Письменное задание →
Ответьте на вопросы по приведённому отрывку:
1. О каких немецких лагерях смерти, названных в отрывке, после войны появилось много материалов?
2. Что узнавали русские по мере своего продвижения?
3. На каком расстоянии от Люблина находилась «фабрика смерти»?

Приведённый отрывок →

После войны появилось много материалов, рассказывавших о немецких лагерях смерти - Бухенвальде, Освенциме, Берген-Бельзене и других, однако история Майданека, пожалуй, так и не стала известной западным читателям во всей ее полноте; к тому же Майданек занимает совершенно особое место в событиях советско-германской войны.

По мере своего продвижения русские узнавали все новые факты о зверствах немцев и о колоссальном числе их жертв. Однако эти страшные цифры относились к сравнительно обширной территории, и, хотя в общей сложности они значительно превышали число замученных в Майданеке, по ним нельзя было составить себе представления о грандиозном «промышленном» характере того, что происходило в трех километрах от Люблина, на чудовищной фабрике смерти, в существование которой трудно было даже поверить.

Выдержка из записей →

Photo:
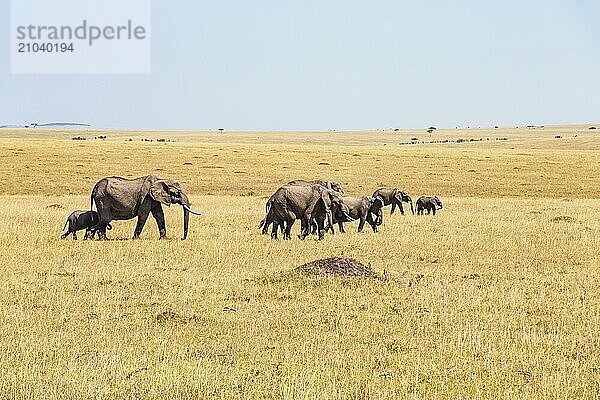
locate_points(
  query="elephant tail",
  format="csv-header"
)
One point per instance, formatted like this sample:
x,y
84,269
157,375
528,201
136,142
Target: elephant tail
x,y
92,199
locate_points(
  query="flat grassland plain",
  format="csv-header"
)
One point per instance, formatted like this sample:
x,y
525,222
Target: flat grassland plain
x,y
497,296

* * *

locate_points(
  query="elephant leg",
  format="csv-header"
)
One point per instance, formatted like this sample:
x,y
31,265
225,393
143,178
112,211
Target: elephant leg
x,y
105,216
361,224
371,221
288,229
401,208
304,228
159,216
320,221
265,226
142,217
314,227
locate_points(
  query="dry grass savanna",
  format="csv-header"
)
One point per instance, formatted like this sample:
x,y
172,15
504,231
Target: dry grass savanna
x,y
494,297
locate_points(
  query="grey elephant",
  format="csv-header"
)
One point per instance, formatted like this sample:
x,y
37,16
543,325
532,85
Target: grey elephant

Ответ к заданию →
1. О Бухенвальде, Освенциме и Берген-Бельзене.
2. Новые факты о зверствах немцев и о колоссальном числе их жертв.
3. В трех километрах.